At the line that includes "window and return bounding boxes.", begin writing out the entries below exactly, and continue through the last line without adding anything.

▬▬▬▬▬▬▬▬▬▬

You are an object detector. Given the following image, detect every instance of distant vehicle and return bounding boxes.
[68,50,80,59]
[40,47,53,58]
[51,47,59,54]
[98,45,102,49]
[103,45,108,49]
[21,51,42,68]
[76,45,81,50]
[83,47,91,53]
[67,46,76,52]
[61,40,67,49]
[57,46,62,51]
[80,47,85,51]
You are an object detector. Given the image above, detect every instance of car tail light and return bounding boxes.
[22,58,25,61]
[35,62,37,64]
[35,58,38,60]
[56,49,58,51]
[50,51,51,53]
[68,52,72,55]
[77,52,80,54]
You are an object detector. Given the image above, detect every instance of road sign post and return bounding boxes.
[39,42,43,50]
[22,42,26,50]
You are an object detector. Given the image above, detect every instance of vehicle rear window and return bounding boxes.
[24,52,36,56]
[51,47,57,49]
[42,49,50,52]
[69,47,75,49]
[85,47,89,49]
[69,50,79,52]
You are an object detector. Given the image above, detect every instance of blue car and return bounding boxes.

▬▬▬▬▬▬▬▬▬▬

» The answer
You are an object detector. Given the image above, detect every instance of vehicle rear window and return bounding boxes.
[24,52,36,56]
[51,47,57,49]
[42,49,50,52]
[69,47,75,49]
[85,47,89,49]
[69,50,79,52]
You are an object detector. Given the image above, detect every instance of blue car and return bounding boxes.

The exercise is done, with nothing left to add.